■ YOUR TASKS:
1 - In the Alliance Pipeline article, since when has the system been in commercial service?
2 - Decide whether each statement agrees with the Alliance Pipeline article. Answer yes or no and quote the text's deciding words.
(a) The Alliance system is 2,391 miles long.
(b) The Tioga Lateral is in South Dakota.
(c) The recent open season for short-term capacity was about twice oversubscribed.

A recent open season for short-term natural gas capacity on the Alliance Pipeline was “nearly three times oversubscribed,” and the system is now fully contracted for 2022, according to Pembina Pipeline Corp.

CEO Michael Dilger discussed third quarter results during a recent earnings conference call and offered some insight into 2022 expectations. 

Alliance over the long term “offers reliable and highly competitive access to the midwestern U.S. gas markets, as well as a conduit to the Gulf Coast” and the liquefied natural gas (LNG) export market. 

“The current outlook also supports contracting of capacity beyond 2022 and we look forward to providing further updates by the end of the year,” Dilger said.

The 2,391-mile Alliance system moves gas from the Western Canadian Sedimentary Basin (WCSB) and the Willis​ton Basin to the Chicago market hub. The United States portion of the system consists of 967 miles of infrastructure including the 80-mile Tioga Lateral in North Dakota. The system, in commercial service since December 2000, delivers an average of 1.6 Bcf/d.

■ DATA RECORDS:
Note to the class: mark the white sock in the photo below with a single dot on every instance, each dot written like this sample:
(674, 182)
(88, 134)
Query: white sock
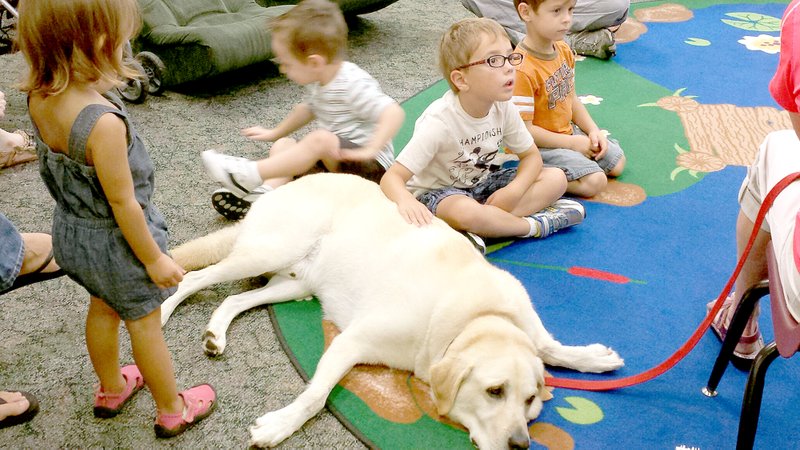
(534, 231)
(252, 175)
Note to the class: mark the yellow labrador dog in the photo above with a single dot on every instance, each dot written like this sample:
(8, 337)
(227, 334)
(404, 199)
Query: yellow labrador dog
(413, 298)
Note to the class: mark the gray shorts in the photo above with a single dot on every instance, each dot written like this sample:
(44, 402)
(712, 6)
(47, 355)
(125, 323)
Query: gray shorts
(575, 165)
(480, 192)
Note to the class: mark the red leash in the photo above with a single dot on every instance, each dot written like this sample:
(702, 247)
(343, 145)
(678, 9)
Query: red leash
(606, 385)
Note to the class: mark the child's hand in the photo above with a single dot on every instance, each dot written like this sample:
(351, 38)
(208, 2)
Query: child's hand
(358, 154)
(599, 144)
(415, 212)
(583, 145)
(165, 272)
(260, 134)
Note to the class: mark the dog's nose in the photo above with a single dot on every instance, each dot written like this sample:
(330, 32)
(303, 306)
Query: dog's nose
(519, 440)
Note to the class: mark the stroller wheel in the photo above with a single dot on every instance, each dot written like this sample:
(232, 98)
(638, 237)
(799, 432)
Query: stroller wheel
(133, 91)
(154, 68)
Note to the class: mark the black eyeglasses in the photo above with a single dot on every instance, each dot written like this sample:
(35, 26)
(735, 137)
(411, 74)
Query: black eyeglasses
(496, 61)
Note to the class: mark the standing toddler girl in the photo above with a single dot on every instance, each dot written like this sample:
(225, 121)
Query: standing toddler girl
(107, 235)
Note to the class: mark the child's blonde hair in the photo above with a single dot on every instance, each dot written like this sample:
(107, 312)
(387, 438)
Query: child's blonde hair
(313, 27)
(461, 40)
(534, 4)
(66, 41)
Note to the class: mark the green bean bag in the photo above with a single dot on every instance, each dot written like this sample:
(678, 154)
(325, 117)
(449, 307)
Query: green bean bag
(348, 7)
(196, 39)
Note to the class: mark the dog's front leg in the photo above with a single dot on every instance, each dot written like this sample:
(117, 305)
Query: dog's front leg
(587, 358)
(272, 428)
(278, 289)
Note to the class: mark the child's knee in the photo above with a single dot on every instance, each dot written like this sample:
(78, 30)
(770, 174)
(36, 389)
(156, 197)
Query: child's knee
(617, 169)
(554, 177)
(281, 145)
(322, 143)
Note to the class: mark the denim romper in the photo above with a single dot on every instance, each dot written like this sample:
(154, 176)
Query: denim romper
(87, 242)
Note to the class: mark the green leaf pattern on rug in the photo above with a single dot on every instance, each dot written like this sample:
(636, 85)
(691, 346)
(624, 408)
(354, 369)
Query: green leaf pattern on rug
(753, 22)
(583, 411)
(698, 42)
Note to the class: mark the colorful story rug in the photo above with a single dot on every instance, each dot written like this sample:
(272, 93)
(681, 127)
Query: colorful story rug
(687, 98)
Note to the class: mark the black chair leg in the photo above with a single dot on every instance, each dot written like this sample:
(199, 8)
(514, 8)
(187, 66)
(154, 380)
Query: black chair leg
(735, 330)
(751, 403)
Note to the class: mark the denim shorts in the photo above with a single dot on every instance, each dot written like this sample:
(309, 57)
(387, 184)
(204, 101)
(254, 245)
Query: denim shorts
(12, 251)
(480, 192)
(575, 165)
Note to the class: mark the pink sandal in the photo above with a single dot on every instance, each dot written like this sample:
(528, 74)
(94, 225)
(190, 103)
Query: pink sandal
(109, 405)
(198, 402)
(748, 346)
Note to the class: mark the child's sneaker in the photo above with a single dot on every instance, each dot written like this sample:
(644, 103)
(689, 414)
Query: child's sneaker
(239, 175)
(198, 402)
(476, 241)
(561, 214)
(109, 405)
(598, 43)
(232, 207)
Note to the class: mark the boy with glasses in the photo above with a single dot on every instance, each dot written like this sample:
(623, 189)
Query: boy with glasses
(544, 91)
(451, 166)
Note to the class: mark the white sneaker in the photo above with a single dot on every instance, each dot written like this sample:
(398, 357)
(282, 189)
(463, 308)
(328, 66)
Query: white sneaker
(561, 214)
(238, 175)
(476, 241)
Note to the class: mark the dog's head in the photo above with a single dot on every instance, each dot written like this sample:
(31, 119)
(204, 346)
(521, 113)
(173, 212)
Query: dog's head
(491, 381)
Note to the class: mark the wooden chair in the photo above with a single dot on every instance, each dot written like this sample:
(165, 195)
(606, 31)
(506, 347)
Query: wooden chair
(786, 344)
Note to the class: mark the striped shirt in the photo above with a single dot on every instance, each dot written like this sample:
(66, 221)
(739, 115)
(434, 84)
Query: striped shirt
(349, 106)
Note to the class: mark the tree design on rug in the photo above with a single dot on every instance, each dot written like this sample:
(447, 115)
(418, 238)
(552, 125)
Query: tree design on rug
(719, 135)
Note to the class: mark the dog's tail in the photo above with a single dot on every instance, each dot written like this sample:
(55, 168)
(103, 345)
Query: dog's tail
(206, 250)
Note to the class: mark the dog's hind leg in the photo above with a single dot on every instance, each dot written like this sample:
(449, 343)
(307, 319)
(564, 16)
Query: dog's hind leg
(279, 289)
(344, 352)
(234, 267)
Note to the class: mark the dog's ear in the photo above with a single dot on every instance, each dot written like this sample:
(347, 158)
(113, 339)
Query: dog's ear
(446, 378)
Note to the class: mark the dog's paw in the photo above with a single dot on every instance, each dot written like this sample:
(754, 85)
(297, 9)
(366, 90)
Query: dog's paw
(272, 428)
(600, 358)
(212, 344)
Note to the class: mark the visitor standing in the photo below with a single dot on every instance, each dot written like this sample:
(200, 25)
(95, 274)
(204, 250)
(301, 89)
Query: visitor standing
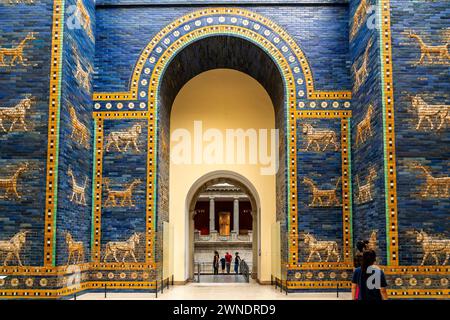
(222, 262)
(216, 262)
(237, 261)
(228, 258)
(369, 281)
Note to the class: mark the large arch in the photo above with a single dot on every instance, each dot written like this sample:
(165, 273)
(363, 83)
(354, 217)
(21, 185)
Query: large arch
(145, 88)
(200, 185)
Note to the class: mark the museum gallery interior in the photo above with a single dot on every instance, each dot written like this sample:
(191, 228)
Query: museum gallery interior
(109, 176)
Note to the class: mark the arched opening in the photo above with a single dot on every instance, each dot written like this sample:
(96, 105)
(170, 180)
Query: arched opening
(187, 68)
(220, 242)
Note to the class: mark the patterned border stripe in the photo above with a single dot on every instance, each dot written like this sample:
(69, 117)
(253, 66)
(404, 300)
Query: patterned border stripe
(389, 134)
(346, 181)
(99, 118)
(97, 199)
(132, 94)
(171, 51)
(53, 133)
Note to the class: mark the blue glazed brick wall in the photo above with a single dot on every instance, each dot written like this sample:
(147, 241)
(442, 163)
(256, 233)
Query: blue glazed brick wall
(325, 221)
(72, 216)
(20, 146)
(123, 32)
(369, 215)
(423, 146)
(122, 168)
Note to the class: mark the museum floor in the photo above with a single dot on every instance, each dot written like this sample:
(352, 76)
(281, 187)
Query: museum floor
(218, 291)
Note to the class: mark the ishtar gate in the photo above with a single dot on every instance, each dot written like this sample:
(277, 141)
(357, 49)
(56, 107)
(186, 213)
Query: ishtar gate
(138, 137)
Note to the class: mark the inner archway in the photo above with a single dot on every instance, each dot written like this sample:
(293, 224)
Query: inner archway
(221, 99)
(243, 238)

■ YOUR WRITTEN ANSWERS:
1 - Since December 2000.

2 -
(a) Yes: "The 2,391-mile Alliance system"
(b) No: "the 80-mile Tioga Lateral in North Dakota"
(c) No: "nearly three times oversubscribed"